PASSAGE:
# How to generate customers?



## WolfenMara (Mar 8, 2016)

Welp I never knew there was a forum here until today. But um, hi! 

I've been drawing for almost all of my life! I love it, live for it basically. But I'm totally stumped right now. How do I draw attention to my work? I struggle to get feedback on DA and even here on FA, and it's recently been a little frustrating. I actually am looking for people to commission me, but it's hard. 

I almost wanna blame my art and say perhaps I'm overcharging, or I'm just not "good." But.. I think I'm alright.
*
Here's my gallery, let me know if you think I'm overcharging, serious answers only, please. 
Userpage of wolfenmara -- Fur Affinity [dot] net *

So, any tips on how I can get customers? Is there a better art site for animal artists other then FA/DA? D: 

(I hope this is in the right forum category..!)


----------



## redhusky (Mar 9, 2016)

My best advise is to be consist and show quality in your work. You need show that your art is worth buying in the first place and that you can deliver it in a timely manner. I started by doing art trades and requests to demonstrate what I could do when asked and how long it would take. Don't do too many otherwise people would start expecting you to only do free work.


----------



## SkyFurCreations (Mar 9, 2016)

Wow, this work is actually amazing. I wouldn't drop the prices down a single $€£¥₩, these are really well drawn and completely worth the price. Simply posting art is never enough. I'm going to send you a personal message with my real advice, but for people reading wondering the same thing, make every social media account you can think of, take advantage of every popular sharing app, and just REALLY put your work out there. Go to events and display your work, or at least put a BUNCH of your art on one single page, with your contact information (buy an $8 prepaid "burner phone" for this) and print out 100 pages with photo paper, and hand them out at events, or mail them to somebody going to an event, who will agree to hand them out.


----------



## Zrcalo (Mar 9, 2016)

@WolfenMara personally what I'd do is tag the shit out of your work. For example this pic: www.furaffinity.net: Indulge Me by WolfenMara

your tags could include: hot sexy yiff yiffing sex hawt female lady boobs boobies magic magick fire power witch dress catwoman etc etc

I've found that also participating in the community for a long while and actively commenting and faving other peoples'' works, works wonders as well!

also after reviewing your artwork.. a lot of it seems to look like its either heavily referenced or even traced. So that may be one of the reasons why someone may not want to buy artwork. If you use a reference, I'd include it in the description. Also developing your own drawing style is one of the biggest ways to be recognized in the fandom.


----------



## WolfenMara (Mar 9, 2016)

Zrcalo said:


> @WolfenMara personally what I'd do is tag the shit out of your work. For example this pic: www.furaffinity.net: Indulge Me by WolfenMara
> 
> your tags could include: hot sexy yiff yiffing sex hawt female lady boobs boobies magic magick fire power witch dress catwoman etc etc
> 
> ...

EXTRACTED RECORDS:
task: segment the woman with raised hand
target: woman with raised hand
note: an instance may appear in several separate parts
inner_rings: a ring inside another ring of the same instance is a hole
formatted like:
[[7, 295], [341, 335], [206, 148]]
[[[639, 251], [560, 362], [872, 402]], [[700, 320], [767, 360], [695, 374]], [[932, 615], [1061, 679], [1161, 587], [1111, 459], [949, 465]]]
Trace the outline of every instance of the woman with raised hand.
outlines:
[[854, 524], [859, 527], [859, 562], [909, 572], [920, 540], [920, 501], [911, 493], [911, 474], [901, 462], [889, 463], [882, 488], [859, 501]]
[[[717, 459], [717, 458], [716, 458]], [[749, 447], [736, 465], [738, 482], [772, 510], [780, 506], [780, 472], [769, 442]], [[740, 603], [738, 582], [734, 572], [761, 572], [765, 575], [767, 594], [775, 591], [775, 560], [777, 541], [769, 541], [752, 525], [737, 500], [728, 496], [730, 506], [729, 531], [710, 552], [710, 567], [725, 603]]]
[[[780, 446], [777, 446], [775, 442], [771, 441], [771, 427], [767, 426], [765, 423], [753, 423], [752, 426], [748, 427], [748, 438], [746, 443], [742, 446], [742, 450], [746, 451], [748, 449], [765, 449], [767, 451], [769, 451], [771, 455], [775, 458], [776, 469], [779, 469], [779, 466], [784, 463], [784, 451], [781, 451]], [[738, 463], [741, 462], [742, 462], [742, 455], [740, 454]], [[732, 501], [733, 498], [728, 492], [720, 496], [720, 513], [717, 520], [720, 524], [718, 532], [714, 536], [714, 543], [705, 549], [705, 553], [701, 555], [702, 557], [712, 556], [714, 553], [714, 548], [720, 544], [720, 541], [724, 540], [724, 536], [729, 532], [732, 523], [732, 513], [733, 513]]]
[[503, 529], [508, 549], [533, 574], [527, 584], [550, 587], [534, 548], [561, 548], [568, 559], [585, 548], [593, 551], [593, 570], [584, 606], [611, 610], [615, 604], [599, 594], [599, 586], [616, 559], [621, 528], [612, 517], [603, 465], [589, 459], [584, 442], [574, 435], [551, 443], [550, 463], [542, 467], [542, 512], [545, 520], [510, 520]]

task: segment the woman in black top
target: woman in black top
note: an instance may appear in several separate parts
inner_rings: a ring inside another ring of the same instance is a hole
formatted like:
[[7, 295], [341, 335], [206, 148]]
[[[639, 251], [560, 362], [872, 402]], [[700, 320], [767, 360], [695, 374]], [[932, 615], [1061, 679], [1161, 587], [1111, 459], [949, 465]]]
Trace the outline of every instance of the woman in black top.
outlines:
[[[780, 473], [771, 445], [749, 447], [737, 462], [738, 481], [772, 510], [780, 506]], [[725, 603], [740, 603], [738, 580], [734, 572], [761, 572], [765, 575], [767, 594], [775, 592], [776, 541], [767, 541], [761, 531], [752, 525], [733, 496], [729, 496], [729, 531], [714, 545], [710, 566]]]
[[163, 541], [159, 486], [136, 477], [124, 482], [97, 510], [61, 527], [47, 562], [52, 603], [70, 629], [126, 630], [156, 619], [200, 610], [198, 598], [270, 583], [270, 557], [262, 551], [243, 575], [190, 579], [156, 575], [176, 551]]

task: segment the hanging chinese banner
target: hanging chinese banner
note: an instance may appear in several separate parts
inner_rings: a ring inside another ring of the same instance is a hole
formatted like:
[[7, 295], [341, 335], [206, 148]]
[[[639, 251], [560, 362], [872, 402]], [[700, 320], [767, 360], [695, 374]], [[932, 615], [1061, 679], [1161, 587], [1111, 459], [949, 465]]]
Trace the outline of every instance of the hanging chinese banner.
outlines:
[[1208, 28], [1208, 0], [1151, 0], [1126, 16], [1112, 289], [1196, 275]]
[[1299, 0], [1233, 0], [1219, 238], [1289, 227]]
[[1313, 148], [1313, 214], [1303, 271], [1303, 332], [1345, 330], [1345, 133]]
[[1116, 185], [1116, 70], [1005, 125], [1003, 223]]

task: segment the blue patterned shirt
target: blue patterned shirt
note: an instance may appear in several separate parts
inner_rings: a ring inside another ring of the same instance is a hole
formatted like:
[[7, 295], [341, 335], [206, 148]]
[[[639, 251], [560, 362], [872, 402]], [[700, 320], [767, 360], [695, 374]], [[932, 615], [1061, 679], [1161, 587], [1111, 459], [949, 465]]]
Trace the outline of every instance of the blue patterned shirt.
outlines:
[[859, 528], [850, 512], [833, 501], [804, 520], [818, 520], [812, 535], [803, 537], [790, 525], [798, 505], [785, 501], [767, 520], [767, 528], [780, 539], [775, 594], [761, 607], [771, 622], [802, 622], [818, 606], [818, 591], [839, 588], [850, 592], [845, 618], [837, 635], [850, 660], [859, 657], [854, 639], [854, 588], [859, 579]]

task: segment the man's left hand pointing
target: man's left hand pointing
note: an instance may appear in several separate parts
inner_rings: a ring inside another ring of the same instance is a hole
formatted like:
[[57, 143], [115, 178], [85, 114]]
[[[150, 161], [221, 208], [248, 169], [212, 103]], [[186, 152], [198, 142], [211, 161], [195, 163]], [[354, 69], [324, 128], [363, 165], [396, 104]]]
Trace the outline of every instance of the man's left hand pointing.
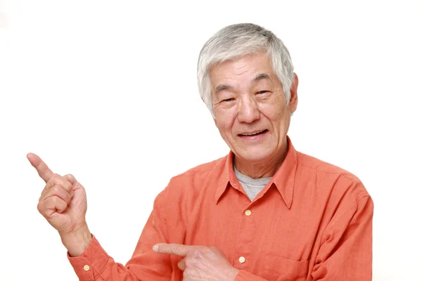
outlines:
[[233, 281], [239, 272], [215, 247], [157, 244], [153, 250], [184, 256], [177, 265], [183, 270], [184, 281]]

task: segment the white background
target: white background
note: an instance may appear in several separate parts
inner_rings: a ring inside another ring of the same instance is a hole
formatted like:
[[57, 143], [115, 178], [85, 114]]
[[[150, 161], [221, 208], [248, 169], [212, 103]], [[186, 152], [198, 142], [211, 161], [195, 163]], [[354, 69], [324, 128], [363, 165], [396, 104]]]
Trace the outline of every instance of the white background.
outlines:
[[38, 213], [26, 159], [73, 174], [91, 231], [134, 249], [170, 178], [229, 150], [196, 88], [220, 28], [251, 22], [289, 48], [296, 149], [358, 176], [375, 202], [373, 280], [422, 280], [418, 1], [0, 2], [0, 280], [75, 280]]

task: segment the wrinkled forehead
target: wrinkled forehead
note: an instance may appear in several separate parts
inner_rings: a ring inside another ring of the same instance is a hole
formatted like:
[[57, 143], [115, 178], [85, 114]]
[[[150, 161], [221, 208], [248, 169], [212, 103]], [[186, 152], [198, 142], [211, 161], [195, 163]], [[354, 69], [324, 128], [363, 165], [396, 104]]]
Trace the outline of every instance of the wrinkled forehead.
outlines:
[[267, 79], [274, 81], [277, 77], [268, 56], [260, 53], [213, 65], [210, 68], [210, 79], [211, 87], [215, 91], [217, 88], [222, 88], [222, 85], [245, 86]]

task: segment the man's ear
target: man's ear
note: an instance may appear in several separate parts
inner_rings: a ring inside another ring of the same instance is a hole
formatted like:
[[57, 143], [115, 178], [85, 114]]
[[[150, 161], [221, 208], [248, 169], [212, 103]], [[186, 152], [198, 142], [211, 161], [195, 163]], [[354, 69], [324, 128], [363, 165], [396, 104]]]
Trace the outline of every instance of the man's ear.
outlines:
[[298, 86], [299, 85], [299, 79], [298, 74], [295, 73], [295, 78], [290, 86], [290, 99], [288, 102], [288, 107], [290, 113], [293, 114], [296, 111], [298, 107]]

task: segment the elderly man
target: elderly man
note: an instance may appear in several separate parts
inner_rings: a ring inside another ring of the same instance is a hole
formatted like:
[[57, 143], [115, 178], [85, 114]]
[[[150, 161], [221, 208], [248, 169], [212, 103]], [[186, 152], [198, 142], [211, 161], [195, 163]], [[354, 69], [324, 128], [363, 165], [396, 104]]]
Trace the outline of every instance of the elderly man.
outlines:
[[282, 41], [226, 27], [200, 51], [198, 81], [230, 152], [171, 179], [125, 266], [89, 232], [82, 185], [27, 155], [79, 279], [370, 280], [372, 200], [353, 174], [295, 150], [298, 80]]

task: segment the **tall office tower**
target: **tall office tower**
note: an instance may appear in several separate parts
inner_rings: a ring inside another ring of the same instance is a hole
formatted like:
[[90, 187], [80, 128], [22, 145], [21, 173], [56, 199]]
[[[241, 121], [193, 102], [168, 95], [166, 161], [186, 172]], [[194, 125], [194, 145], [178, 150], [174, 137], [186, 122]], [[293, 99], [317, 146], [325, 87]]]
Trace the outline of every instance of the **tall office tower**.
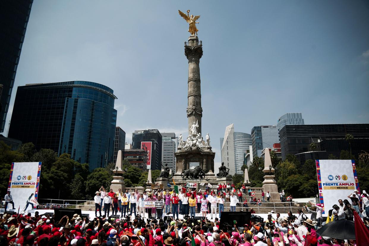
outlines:
[[[224, 138], [220, 138], [220, 149], [222, 149], [222, 146], [223, 145], [223, 141], [224, 140]], [[222, 158], [222, 152], [220, 152], [220, 160], [221, 160], [223, 159]]]
[[10, 137], [38, 150], [70, 155], [90, 169], [113, 162], [117, 110], [113, 90], [88, 81], [19, 86]]
[[[369, 146], [369, 124], [287, 125], [279, 133], [282, 159], [294, 155], [301, 164], [307, 159], [327, 159], [331, 154], [339, 157], [343, 150], [358, 158]], [[351, 144], [345, 139], [346, 134], [354, 136]], [[318, 147], [313, 151], [309, 147], [312, 142]]]
[[[142, 149], [141, 142], [151, 142], [151, 155], [149, 153], [148, 158], [151, 163], [150, 168], [152, 170], [161, 170], [162, 138], [158, 129], [135, 131], [132, 134], [133, 149]], [[148, 150], [150, 151], [149, 150]], [[147, 168], [150, 169], [148, 167]]]
[[115, 127], [115, 136], [114, 139], [114, 153], [113, 163], [117, 162], [118, 150], [122, 150], [122, 156], [124, 159], [125, 147], [125, 132], [119, 127]]
[[221, 149], [222, 162], [224, 162], [224, 166], [230, 169], [229, 174], [232, 175], [236, 172], [234, 160], [234, 127], [233, 124], [225, 128]]
[[174, 153], [176, 150], [176, 134], [164, 132], [162, 134], [162, 162], [163, 166], [168, 166], [173, 171], [176, 171], [176, 158]]
[[0, 1], [0, 132], [4, 131], [33, 0]]
[[301, 113], [287, 113], [279, 117], [277, 122], [277, 128], [279, 131], [286, 125], [304, 125]]
[[144, 138], [144, 130], [135, 131], [132, 134], [132, 148], [138, 149], [141, 148], [141, 142]]
[[251, 145], [251, 135], [247, 133], [235, 132], [233, 133], [233, 139], [236, 173], [242, 174], [244, 172], [241, 168], [244, 163], [244, 154]]
[[260, 157], [265, 148], [271, 148], [273, 144], [279, 142], [278, 129], [275, 125], [254, 127], [251, 129], [252, 154], [254, 158]]

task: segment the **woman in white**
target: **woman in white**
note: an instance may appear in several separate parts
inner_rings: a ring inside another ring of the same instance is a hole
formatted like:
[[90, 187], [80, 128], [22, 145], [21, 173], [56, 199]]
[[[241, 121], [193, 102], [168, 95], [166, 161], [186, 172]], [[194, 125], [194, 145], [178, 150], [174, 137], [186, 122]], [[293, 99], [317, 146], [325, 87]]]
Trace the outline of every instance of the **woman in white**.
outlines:
[[188, 197], [187, 197], [186, 193], [183, 193], [183, 196], [181, 198], [181, 201], [182, 202], [182, 214], [188, 214]]
[[220, 194], [220, 197], [218, 198], [218, 204], [219, 208], [219, 218], [220, 218], [220, 214], [224, 211], [224, 198], [223, 197], [223, 194]]

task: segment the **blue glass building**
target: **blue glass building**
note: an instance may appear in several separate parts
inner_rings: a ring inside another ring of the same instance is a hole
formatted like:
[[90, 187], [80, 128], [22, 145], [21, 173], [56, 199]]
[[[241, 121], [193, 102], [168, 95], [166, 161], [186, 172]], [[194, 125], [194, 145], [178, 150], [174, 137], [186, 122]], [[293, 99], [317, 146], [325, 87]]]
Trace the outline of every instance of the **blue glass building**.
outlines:
[[117, 111], [113, 90], [87, 81], [27, 84], [18, 88], [10, 137], [37, 150], [88, 163], [90, 169], [113, 160]]

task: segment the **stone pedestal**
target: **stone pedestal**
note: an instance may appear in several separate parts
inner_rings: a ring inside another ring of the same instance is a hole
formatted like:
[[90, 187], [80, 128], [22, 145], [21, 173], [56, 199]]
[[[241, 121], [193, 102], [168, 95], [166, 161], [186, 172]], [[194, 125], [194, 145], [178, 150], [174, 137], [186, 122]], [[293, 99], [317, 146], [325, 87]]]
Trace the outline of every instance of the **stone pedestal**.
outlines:
[[278, 187], [277, 186], [277, 181], [274, 179], [275, 177], [273, 175], [274, 173], [274, 169], [272, 166], [272, 160], [270, 159], [270, 155], [269, 153], [269, 149], [266, 149], [265, 150], [265, 156], [264, 161], [264, 169], [263, 172], [265, 174], [264, 176], [264, 181], [263, 181], [263, 189], [264, 193], [269, 191], [270, 194], [270, 201], [271, 202], [277, 202], [280, 201], [279, 193], [278, 192]]
[[[117, 156], [117, 162], [115, 163], [115, 169], [113, 171], [115, 175], [113, 176], [113, 180], [111, 181], [110, 188], [113, 189], [114, 192], [118, 192], [119, 189], [121, 191], [124, 190], [125, 187], [124, 178], [123, 177], [123, 174], [125, 172], [122, 170], [123, 160], [122, 150], [118, 150], [118, 156]], [[117, 170], [117, 167], [118, 167]]]

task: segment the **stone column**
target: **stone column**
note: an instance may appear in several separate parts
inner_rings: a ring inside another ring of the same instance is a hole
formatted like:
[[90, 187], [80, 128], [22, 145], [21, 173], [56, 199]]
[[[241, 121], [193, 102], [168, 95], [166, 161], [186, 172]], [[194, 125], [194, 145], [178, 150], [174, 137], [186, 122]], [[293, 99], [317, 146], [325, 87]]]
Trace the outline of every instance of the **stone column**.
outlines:
[[[188, 59], [188, 101], [187, 117], [188, 129], [194, 122], [199, 122], [199, 132], [201, 133], [201, 118], [203, 108], [201, 107], [201, 90], [200, 84], [200, 68], [199, 63], [203, 55], [202, 42], [199, 42], [197, 36], [189, 38], [188, 42], [184, 45], [184, 54]], [[191, 133], [189, 131], [189, 135]]]
[[265, 155], [264, 161], [264, 169], [263, 172], [265, 174], [263, 181], [263, 189], [265, 194], [268, 191], [270, 194], [270, 200], [272, 202], [280, 201], [279, 193], [278, 192], [278, 187], [277, 181], [274, 179], [275, 177], [274, 175], [274, 169], [272, 168], [271, 170], [269, 169], [269, 166], [272, 165], [272, 160], [269, 149], [268, 148], [264, 149]]

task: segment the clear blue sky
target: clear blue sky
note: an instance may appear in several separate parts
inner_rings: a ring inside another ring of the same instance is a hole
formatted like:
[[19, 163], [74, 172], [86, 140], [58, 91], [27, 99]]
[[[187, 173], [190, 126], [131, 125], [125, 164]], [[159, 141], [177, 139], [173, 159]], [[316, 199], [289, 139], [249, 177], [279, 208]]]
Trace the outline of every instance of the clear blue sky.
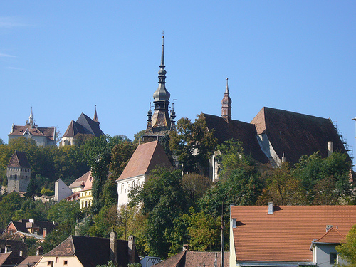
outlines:
[[[0, 138], [36, 122], [64, 133], [97, 105], [103, 132], [146, 127], [164, 31], [177, 119], [262, 107], [337, 122], [355, 147], [355, 1], [1, 1]], [[356, 155], [356, 152], [355, 153]]]

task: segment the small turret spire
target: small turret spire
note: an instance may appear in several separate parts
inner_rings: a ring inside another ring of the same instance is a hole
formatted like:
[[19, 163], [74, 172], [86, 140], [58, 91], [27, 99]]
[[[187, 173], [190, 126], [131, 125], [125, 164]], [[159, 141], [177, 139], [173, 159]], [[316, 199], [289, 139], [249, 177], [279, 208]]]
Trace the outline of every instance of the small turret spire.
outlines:
[[31, 125], [31, 128], [34, 126], [33, 113], [32, 112], [32, 107], [31, 107], [30, 117], [28, 117], [28, 124]]
[[98, 119], [98, 114], [96, 112], [96, 105], [95, 105], [95, 111], [94, 112], [94, 117], [93, 117], [93, 120], [94, 120], [95, 122], [99, 123], [99, 120]]

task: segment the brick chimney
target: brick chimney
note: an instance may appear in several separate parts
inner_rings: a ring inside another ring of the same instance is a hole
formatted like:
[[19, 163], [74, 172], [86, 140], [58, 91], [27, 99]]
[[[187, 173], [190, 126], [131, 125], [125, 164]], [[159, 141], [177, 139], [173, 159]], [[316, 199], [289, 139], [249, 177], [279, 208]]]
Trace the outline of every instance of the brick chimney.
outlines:
[[268, 202], [268, 214], [273, 214], [273, 202]]
[[334, 152], [334, 142], [328, 141], [328, 157], [330, 157]]
[[135, 251], [136, 251], [136, 238], [134, 236], [130, 236], [128, 239], [128, 253], [129, 263], [135, 263]]
[[110, 232], [110, 258], [114, 264], [117, 263], [117, 233], [114, 230]]
[[43, 253], [43, 248], [42, 247], [42, 246], [40, 246], [37, 248], [36, 251], [36, 255], [40, 256], [42, 255]]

TO DO: Carry on the forum thread about attracting art commission customers, starting right after its last line.

SOLVED EXERCISE:
You think I trace? I'm sorry but I'm not sure how to take that? I upload speed paints showing my process from start to finish, a lot of my new stuff I even don't use a reference for. Of course when I do, I reference from life and photos, but never just trace. You are the first person to suggest that, I hope dearly you are the only one. How do I prove to you that I hand draw my stuff  ?

And isn't tagging that painting as "sex" and "yiff" misleading?


----------



## WolfenMara (Mar 9, 2016)

redhusky said:


> My best advise is to be consist and show quality in your work. You need show that your art is worth buying in the first place and that you can deliver it in a timely manner. I started by doing art trades and requests to demonstrate what I could do when asked and how long it would take. Don't do too many otherwise people would start expecting you to only do free work.



Ah yes I've done a lot of trades on DA, though now people keep asking for trades and don't show interest in paying ;(


----------



## WolfenMara (Mar 9, 2016)

Zrcalo said:


> @WolfenMara personally what I'd do is tag the shit out of your work. For example this pic: www.furaffinity.net: Indulge Me by WolfenMara
> 
> your tags could include: hot sexy yiff yiffing sex hawt female lady boobs boobies magic magick fire power witch dress catwoman etc etc
> 
> ...



Wait, I think I know you from Wajas.


----------



## Zrcalo (Mar 9, 2016)

WolfenMara said:


> You think I trace? I'm sorry but I'm not sure how to take that? I upload speed paints showing my process from start to finish, a lot of my new stuff I even don't use a reference for. Of course when I do, I reference from life and photos, but never just trace. You are the first person to suggest that, I hope dearly you are the only one. How do I prove to you that I hand draw my stuff  ?
> 
> And isn't tagging that painting as "sex" and "yiff" misleading?



I'm not saying you're tracing, but when a style goes from 






to 




and back to





it looks really misleading. 

thats why posting links to the reference pictures are really important. I'm not saying you're tracing AT ALL. I'm just saying it /looks/ like something suspicious is up. Just helping with the well known thing. speedpaints are GREAT ways to learn, you just have to post your references if you use one really closely.

With the "sex" and "yiff" it was more of an example, but I would definitely tag the post with "boobs" "boobies" "sexy" etc. Because the picture /is/. 
Also if you want your viewcount to go up and get commissions, the best way to do it is to draw porn, and usually unusual porn.


----------



## Zrcalo (Mar 9, 2016)

WolfenMara said:


> Wait, I think I know you from Wajas.



probably! I used to work there. Sorry if I'm really blunt with things, I'm just trying to help out.


----------



## Owleri (Mar 9, 2016)

Your art is gorgeous and I think your prices are very reasonable, you do have some high price commission options but I think you have a good variety that any commission budget could really find something they are look for c:

I think the only thing I really see is that your examples and your gallery in general seem very limited to canines with humans as a second subject and while there is nothing wrong with this I think if you'd like to appeal to a wider audience it might be good to sprinkle in a bit more variety. You do extremely well drawing canines for sure and your humans are well drawn but if that's all people see then it may be more difficult to sell to people that don't necessarily have human or canine characters for you to draw.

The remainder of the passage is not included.